··· Source ···

Let's face the other swap: The update thread updates the write copy C constantly as fast as possible. When finished, the write state becomes the new staging state B, so we have to swap them. We can't do this if the renderer is currently swapping his read and the staging state. So we need a lock for swap(A,B) and a lock for swap(B,C). If rendering can be done with okayish framerates (which we assume), the updatethread can wait (block) until swap(A, B) is finished. If you are using only coherent memory access, than you're donw here. But you wouldn't search for state-of-the-art rendering, if you don't use incoherent access. So let's get to the final ingredient we need for our super fast renderer.

Lowering draw calls and persistent mapped buffers synchronization

At the very beginning, there is the need to reduce the amount of work the gpu has to do, in order to render your scene. There are paths thorugh the OpenGL API that are more expensive than others, and there are paths with very very small overhead, if you can afford the loss of flexibility that comes with using it. This can give you a rough overview about how costly API calls are. I suggest we skip a long explenation and you read this. Summed up: You want unsynchronized buffers for all your data and handle synchronization by yourself. This results in no driver or gpu work for the synchronization, which is crucial for maxing out your performance. Remember that Vulkan was designed to exactly kill the driver overhead of OpenGL. Furthermore, we reduce draw calls and state changes with bindless resources and one of the most important things: indirect and instanced rendering.

··· Dataset excerpt ···

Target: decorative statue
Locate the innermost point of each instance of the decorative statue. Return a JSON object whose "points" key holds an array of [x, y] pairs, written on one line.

···

Brief =
Copy out the passage on buffer swapping above, everything from "Let's face the" down to "super fast renderer.", changing "staging state" to "pending state" wherever it occurs.

Written response =
Let's face the other swap: The update thread updates the write copy C constantly as fast as possible. When finished, the write state becomes the new pending state B, so we have to swap them. We can't do this if the renderer is currently swapping his read and the pending state. So we need a lock for swap(A,B) and a lock for swap(B,C). If rendering can be done with okayish framerates (which we assume), the updatethread can wait (block) until swap(A, B) is finished. If you are using only coherent memory access, than you're donw here. But you wouldn't search for state-of-the-art rendering, if you don't use incoherent access. So let's get to the final ingredient we need for our super fast renderer.